### YOUR TASK
List each line of the data below that contains the string "field", with case counting toward a match.
### THE RECORDS
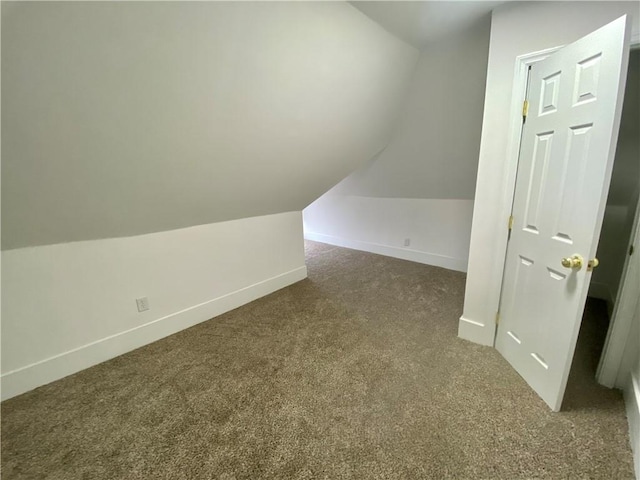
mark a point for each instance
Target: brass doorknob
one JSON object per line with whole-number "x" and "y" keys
{"x": 575, "y": 261}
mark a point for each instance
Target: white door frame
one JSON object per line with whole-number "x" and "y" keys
{"x": 624, "y": 305}
{"x": 620, "y": 325}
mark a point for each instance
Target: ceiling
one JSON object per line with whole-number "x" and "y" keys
{"x": 419, "y": 23}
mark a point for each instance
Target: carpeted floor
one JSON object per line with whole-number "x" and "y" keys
{"x": 355, "y": 372}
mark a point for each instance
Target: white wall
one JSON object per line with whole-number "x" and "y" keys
{"x": 122, "y": 118}
{"x": 623, "y": 193}
{"x": 66, "y": 307}
{"x": 548, "y": 24}
{"x": 165, "y": 149}
{"x": 421, "y": 185}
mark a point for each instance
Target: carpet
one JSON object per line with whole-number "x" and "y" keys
{"x": 353, "y": 373}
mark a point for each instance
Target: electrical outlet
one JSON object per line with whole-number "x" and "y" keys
{"x": 143, "y": 304}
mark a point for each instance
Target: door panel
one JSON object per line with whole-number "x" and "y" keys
{"x": 567, "y": 149}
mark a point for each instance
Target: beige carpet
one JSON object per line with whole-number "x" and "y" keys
{"x": 355, "y": 372}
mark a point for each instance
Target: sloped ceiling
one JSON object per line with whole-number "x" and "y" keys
{"x": 123, "y": 118}
{"x": 420, "y": 23}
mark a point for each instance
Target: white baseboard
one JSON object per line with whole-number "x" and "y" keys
{"x": 54, "y": 368}
{"x": 475, "y": 332}
{"x": 451, "y": 263}
{"x": 632, "y": 403}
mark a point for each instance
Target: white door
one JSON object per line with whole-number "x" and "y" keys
{"x": 566, "y": 155}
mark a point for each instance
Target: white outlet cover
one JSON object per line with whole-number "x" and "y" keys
{"x": 143, "y": 304}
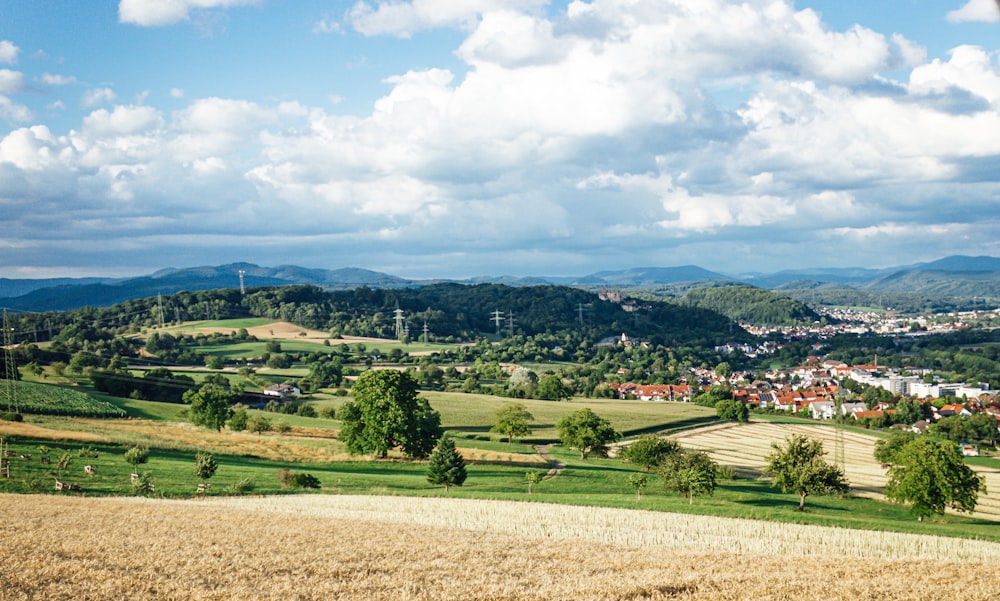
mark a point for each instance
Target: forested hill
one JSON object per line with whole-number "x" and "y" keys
{"x": 752, "y": 305}
{"x": 450, "y": 311}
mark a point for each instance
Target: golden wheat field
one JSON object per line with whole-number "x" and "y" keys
{"x": 746, "y": 447}
{"x": 382, "y": 548}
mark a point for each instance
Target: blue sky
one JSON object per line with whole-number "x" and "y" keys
{"x": 430, "y": 138}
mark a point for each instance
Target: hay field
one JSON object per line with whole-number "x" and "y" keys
{"x": 746, "y": 447}
{"x": 382, "y": 548}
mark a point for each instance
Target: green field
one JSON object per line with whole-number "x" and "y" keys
{"x": 594, "y": 482}
{"x": 473, "y": 413}
{"x": 33, "y": 397}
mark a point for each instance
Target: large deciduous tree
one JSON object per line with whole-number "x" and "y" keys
{"x": 798, "y": 466}
{"x": 386, "y": 413}
{"x": 690, "y": 473}
{"x": 649, "y": 451}
{"x": 210, "y": 405}
{"x": 447, "y": 466}
{"x": 931, "y": 475}
{"x": 512, "y": 419}
{"x": 585, "y": 430}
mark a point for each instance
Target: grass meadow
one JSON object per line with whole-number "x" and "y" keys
{"x": 392, "y": 548}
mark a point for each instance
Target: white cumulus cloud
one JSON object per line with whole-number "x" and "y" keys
{"x": 400, "y": 18}
{"x": 8, "y": 52}
{"x": 984, "y": 11}
{"x": 96, "y": 96}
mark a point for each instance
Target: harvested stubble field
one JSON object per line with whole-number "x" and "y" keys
{"x": 746, "y": 447}
{"x": 328, "y": 547}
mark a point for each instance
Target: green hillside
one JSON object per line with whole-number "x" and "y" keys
{"x": 751, "y": 305}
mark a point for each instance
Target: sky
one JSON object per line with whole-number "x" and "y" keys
{"x": 436, "y": 138}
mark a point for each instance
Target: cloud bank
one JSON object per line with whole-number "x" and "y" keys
{"x": 738, "y": 136}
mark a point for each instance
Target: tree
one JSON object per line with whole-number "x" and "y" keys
{"x": 552, "y": 388}
{"x": 512, "y": 419}
{"x": 887, "y": 449}
{"x": 690, "y": 473}
{"x": 204, "y": 466}
{"x": 798, "y": 467}
{"x": 930, "y": 475}
{"x": 533, "y": 477}
{"x": 239, "y": 420}
{"x": 733, "y": 411}
{"x": 447, "y": 467}
{"x": 584, "y": 430}
{"x": 386, "y": 413}
{"x": 209, "y": 405}
{"x": 649, "y": 451}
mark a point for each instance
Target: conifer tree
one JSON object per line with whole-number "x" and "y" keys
{"x": 447, "y": 466}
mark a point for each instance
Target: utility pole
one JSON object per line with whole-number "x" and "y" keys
######
### TASK RESULT
Target: golden wheat field
Target: hay field
Target: green field
Target: harvested stubble field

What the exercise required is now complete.